- WHAT IS BEING ASKED -
Say whether each statement agrees with the text about browsing history, answering yes or no and quoting the deciding words of the text exactly. (a) The browsing history could be downloaded in another form. (b) The first data visualization showed how many sites were visited within a one-hour chunk. (c) The data covered the past month.

(All data was from the past week October 25th – November 1st)

The data “exhaust” that not only generated the most data but was also the source that I most readily had access to was my browsing history. Though my browsing data belonged to Google, I was able to access and see it. However, the form (see google browsing history below) it was in was predetermined by Google, was not available to download in another form, and perhaps most importantly, did not tell me anything about the greater trends and patterns of my browsing history. In other words, the raw, singular pieces of data were there for me to access and see but what was not evident was what these individual pieces of data meant when they were aggregated together.

It was only after using several tools to create data visualizations that my browser history began to take on more meaning as larger trends and patterns emerged. The first data visualization (browsing history #1) gives an overview of how many sites I visited within a one-hour chunk as well as which sites I visited the most. The second data visualization (browsing history #2) was another way to visualize time and browsing activity. The images on the right corresponded to four six-hour periods of time (12AM – 6AM; 6AM-12PM; 12PM-6PM; 6PM-12AM) and the order of links that I clicked within those six-hour windows. These visualizations were able to show me not only when I tended to browse the Internet, but also where and how often. Scarily enough, I think I spend way too much time on a few, select websites (Blackboard, Facebook, any Google product, Reddit) where I am passively consuming information rather than actively and consciously engaging and creating information to share.

- DATA EXTRACT -
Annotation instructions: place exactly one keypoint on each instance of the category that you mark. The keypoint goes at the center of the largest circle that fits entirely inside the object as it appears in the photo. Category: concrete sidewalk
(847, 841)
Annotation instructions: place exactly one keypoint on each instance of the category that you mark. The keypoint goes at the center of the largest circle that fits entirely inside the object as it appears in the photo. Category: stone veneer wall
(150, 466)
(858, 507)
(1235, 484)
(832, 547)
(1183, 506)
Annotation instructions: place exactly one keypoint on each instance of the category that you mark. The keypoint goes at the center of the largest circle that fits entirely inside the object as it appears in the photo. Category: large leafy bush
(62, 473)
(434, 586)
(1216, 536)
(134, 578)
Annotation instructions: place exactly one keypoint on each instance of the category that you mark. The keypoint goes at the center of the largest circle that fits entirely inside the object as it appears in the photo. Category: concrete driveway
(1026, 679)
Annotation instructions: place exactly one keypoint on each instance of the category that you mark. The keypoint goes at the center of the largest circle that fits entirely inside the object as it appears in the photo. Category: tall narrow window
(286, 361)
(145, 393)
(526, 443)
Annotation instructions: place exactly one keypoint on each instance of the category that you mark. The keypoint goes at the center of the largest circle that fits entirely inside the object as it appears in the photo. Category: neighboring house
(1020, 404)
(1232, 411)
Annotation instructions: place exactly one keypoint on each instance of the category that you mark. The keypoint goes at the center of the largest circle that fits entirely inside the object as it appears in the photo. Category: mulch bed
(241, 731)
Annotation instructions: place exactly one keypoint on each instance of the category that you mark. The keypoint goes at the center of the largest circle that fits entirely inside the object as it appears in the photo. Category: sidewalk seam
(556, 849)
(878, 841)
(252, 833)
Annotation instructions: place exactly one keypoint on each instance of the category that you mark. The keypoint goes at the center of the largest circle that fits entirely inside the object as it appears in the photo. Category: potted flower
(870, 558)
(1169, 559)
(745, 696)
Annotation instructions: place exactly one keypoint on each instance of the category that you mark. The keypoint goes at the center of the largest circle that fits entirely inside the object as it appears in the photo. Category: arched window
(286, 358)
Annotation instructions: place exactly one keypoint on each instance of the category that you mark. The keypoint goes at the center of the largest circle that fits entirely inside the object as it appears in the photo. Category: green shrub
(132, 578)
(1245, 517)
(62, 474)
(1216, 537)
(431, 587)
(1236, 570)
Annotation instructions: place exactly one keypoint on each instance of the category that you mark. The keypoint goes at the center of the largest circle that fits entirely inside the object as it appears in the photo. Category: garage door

- RESULT OF THE TASK -
(a) No: "was not available to download in another form"
(b) Yes: "gives an overview of how many sites I visited within a one-hour chunk"
(c) No: "All data was from the past week October 25th – November 1st"